### DATASET EXCERPTS
○ ○ ○

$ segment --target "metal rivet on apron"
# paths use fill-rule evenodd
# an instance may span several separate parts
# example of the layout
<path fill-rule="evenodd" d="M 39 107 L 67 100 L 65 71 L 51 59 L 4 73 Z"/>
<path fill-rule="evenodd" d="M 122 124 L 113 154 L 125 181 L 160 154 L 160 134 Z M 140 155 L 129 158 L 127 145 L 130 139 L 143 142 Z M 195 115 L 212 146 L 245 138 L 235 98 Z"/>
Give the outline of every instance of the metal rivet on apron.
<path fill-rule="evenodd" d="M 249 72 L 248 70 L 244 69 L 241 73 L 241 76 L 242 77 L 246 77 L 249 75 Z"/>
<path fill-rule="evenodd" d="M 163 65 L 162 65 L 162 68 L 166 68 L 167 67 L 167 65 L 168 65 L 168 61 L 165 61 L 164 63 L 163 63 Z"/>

○ ○ ○

### WORK INSTRUCTIONS
Gather every line of the material above that contains the string "rivet", treating uppercase and lowercase letters as distinct.

### EXPECTED ANSWER
$ segment --target "metal rivet on apron"
Give the outline of every instance of the metal rivet on apron.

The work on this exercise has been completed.